§ The data:

• • •

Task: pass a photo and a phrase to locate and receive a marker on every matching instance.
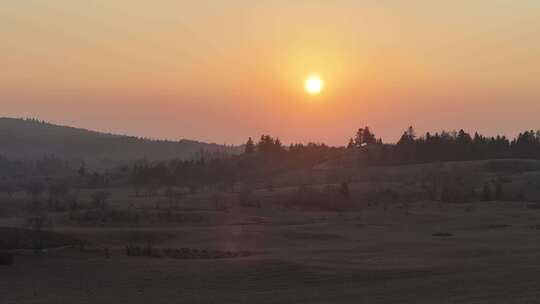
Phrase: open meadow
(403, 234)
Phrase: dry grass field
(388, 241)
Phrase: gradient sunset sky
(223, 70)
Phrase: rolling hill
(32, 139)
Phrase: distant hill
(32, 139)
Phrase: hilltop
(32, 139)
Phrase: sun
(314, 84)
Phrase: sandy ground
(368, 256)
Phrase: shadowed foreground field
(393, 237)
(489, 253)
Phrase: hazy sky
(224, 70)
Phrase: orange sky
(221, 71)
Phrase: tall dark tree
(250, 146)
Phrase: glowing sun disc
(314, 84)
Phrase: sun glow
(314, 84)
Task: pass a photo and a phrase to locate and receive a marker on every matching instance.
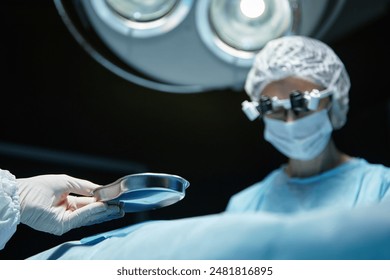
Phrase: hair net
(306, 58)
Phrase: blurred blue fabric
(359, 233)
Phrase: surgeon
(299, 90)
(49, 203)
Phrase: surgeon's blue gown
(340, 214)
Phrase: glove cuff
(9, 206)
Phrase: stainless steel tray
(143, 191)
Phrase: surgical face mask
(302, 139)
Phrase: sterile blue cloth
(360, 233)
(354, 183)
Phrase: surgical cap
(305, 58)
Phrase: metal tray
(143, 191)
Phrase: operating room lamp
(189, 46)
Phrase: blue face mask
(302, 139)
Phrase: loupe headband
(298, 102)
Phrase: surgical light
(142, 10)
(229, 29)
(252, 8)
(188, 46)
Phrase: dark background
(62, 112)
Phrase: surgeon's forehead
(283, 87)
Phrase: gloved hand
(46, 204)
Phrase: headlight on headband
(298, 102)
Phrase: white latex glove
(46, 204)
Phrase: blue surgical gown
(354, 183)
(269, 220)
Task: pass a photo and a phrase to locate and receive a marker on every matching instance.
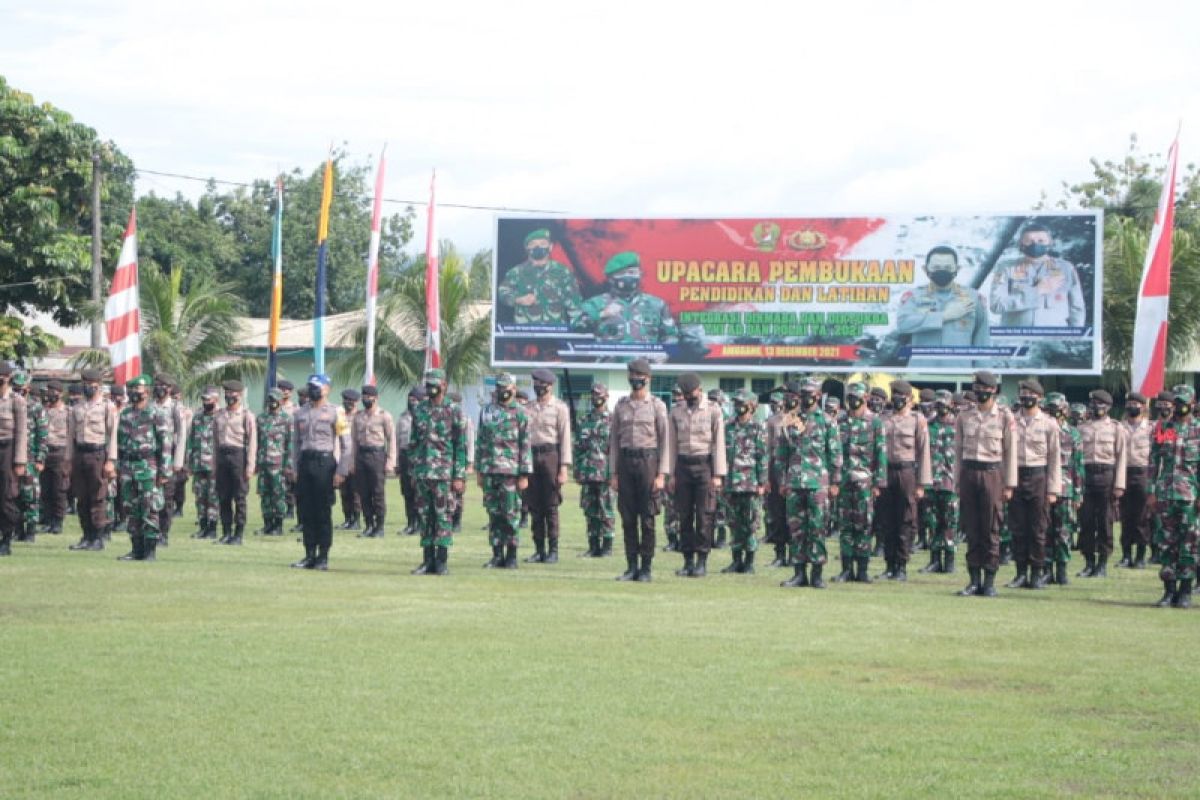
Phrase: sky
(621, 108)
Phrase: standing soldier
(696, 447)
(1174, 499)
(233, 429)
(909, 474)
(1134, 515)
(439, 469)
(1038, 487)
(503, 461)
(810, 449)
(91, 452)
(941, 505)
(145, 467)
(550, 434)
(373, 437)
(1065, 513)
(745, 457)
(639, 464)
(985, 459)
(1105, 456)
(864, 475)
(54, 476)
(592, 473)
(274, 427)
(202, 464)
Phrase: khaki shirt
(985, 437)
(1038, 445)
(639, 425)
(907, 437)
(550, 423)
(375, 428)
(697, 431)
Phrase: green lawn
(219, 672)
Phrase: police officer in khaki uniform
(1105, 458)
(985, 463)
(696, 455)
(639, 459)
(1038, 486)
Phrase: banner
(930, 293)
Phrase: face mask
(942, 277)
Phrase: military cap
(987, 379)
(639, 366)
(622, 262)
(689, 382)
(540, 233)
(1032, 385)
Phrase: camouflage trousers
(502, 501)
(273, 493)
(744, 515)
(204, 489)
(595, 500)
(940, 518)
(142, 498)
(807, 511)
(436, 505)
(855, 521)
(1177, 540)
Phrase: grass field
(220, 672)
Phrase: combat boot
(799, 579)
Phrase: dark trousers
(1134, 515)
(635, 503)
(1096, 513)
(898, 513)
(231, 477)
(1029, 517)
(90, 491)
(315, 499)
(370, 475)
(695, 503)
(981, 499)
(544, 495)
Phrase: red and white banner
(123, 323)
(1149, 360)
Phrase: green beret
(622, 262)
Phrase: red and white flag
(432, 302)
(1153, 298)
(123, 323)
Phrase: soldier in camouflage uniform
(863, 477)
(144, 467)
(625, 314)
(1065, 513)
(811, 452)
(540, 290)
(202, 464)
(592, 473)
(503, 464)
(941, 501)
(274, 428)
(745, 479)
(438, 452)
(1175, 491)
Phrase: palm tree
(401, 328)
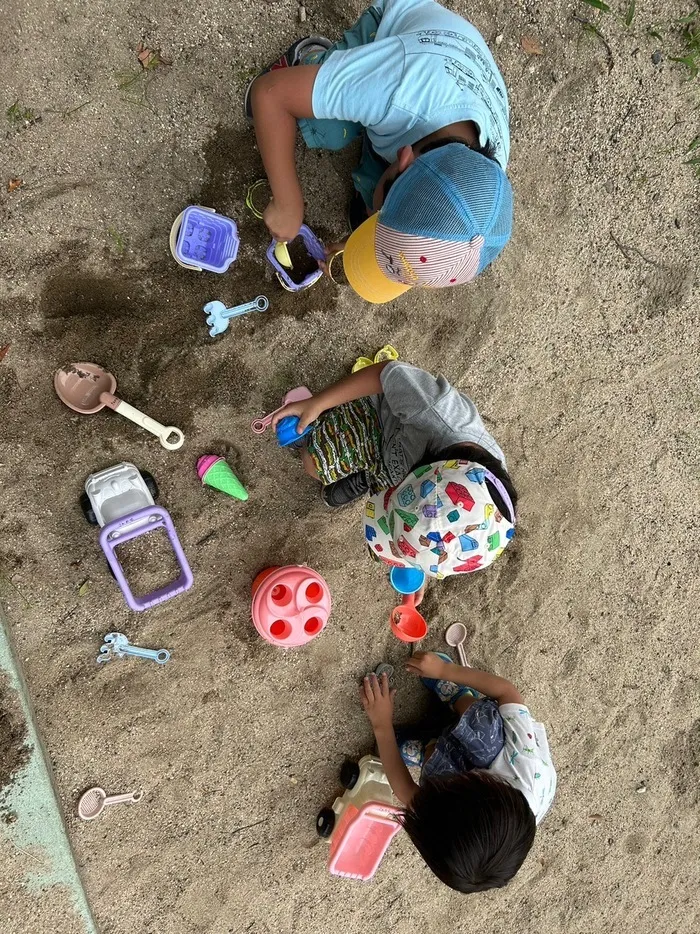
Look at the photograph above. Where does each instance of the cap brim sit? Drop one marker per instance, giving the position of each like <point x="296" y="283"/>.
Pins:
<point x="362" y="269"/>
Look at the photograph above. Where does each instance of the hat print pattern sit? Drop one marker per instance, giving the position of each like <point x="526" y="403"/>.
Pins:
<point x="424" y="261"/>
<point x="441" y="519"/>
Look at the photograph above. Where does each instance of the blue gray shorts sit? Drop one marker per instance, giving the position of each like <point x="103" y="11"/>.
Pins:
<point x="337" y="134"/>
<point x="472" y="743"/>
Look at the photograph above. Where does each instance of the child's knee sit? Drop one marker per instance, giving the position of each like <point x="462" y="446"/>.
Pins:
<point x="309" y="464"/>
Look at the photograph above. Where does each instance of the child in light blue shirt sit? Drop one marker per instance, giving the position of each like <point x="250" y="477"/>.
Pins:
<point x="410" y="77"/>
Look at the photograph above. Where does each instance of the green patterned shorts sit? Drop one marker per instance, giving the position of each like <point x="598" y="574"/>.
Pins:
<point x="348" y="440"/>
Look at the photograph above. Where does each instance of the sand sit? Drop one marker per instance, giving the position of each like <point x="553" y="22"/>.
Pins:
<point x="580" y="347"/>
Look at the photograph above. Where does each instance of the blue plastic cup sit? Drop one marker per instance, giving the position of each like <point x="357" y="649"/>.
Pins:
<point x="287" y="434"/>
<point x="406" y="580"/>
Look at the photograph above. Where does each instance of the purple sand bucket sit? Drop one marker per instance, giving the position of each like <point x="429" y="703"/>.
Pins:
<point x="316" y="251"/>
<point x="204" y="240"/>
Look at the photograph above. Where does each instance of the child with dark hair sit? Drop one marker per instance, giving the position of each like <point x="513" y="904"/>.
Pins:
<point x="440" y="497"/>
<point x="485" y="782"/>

• • •

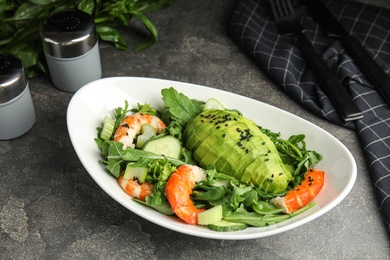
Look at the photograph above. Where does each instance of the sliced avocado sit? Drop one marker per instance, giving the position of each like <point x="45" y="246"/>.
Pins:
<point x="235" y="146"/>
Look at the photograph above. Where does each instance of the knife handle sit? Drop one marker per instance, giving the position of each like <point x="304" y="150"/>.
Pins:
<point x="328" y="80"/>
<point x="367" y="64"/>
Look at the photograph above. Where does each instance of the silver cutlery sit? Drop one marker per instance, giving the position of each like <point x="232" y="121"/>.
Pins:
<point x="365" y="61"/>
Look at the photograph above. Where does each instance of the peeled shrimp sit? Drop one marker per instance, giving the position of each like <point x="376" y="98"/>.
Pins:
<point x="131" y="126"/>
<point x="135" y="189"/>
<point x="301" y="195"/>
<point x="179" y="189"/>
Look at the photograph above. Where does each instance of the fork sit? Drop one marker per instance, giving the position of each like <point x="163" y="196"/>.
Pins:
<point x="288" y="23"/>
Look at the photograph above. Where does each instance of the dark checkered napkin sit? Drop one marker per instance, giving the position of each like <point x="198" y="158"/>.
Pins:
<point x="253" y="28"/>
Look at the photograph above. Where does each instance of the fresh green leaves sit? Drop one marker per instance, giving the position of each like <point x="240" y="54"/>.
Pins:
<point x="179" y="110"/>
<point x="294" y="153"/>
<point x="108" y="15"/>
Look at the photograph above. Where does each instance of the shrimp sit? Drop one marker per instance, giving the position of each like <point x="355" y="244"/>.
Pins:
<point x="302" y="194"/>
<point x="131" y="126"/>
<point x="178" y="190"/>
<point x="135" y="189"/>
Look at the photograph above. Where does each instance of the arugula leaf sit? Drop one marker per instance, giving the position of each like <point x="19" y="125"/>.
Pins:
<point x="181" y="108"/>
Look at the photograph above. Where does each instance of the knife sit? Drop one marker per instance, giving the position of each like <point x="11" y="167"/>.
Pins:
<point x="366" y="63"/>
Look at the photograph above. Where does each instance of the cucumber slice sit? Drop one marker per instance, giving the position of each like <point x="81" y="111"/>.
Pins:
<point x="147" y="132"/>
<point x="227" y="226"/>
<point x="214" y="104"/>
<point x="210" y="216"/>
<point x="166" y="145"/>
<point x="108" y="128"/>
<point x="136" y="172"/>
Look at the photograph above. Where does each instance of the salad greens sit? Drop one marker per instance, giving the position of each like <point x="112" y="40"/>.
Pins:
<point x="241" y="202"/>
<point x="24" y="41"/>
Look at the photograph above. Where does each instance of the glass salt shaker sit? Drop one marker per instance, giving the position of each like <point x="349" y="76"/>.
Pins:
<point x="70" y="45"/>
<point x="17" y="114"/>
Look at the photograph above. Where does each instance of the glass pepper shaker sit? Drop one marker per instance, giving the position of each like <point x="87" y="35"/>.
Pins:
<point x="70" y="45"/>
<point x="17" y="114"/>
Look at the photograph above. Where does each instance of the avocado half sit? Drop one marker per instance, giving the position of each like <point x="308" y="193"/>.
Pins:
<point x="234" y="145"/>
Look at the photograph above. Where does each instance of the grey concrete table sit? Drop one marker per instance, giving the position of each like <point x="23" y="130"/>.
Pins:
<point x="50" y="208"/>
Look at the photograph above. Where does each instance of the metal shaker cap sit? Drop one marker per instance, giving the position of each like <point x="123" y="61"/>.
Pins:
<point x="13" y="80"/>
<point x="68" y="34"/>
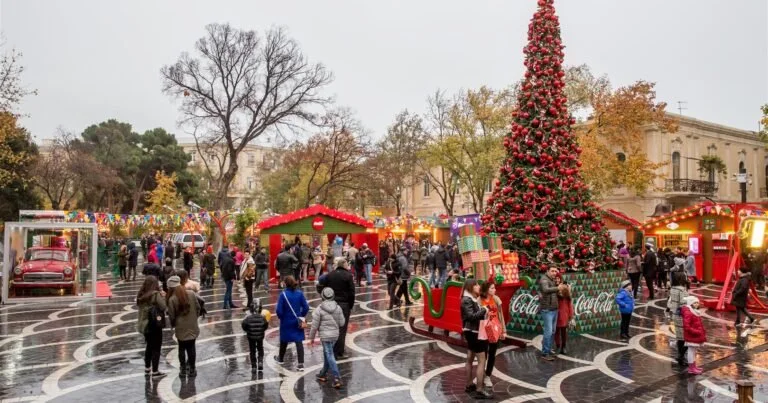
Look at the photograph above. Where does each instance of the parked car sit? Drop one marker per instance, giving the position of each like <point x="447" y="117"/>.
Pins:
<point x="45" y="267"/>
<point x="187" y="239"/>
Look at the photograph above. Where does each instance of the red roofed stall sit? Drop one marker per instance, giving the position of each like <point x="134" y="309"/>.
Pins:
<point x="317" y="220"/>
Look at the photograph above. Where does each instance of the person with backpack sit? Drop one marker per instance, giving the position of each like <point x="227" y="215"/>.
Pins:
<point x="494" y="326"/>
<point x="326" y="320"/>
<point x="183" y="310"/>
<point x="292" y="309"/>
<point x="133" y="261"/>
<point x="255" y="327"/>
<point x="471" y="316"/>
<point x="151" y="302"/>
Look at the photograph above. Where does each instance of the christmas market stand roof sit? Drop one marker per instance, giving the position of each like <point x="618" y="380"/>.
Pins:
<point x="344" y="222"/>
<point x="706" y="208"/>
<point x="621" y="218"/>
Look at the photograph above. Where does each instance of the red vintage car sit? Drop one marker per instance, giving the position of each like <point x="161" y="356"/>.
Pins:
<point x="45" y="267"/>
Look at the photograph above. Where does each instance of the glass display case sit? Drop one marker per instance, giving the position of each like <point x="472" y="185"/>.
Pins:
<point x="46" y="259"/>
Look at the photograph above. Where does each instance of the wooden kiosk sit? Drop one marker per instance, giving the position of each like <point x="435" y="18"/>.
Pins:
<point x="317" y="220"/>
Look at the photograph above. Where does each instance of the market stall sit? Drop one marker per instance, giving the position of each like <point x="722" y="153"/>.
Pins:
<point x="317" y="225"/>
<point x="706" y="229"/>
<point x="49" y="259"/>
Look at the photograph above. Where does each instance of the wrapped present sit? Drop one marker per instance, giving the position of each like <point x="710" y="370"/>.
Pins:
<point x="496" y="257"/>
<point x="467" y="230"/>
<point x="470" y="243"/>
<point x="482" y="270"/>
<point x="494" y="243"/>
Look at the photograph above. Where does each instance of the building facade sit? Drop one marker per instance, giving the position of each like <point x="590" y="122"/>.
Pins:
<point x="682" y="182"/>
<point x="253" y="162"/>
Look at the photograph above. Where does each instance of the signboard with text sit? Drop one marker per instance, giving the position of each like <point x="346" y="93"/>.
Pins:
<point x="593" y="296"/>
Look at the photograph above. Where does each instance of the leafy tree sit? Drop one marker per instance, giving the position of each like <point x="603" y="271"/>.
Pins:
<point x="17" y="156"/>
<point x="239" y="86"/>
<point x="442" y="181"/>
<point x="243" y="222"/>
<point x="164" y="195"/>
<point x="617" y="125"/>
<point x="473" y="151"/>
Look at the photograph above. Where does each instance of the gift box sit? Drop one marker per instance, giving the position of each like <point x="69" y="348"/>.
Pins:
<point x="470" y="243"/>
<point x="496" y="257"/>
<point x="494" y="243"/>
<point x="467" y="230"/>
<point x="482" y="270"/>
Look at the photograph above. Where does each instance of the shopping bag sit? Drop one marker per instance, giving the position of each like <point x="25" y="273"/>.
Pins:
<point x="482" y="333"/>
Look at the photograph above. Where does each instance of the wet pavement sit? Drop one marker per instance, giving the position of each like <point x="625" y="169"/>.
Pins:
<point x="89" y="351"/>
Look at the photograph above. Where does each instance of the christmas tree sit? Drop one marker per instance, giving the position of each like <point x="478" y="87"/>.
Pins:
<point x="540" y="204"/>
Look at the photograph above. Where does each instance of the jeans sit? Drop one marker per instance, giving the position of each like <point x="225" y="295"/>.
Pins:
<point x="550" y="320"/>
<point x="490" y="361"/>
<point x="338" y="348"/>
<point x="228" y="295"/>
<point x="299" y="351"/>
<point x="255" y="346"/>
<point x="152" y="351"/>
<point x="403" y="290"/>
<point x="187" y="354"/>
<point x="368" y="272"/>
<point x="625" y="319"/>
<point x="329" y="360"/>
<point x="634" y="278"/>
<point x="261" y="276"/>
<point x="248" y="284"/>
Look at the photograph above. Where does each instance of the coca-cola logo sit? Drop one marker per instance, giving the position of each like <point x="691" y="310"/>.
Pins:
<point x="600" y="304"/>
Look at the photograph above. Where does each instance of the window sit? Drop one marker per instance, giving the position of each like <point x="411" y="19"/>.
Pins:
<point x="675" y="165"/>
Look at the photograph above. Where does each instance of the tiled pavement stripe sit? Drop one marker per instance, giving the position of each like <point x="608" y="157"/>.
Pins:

• • •

§ The task: Report how many lines in the data above contain the string "avocado", treating uppercase and lowercase as different. Give only the number.

§ Full output: 2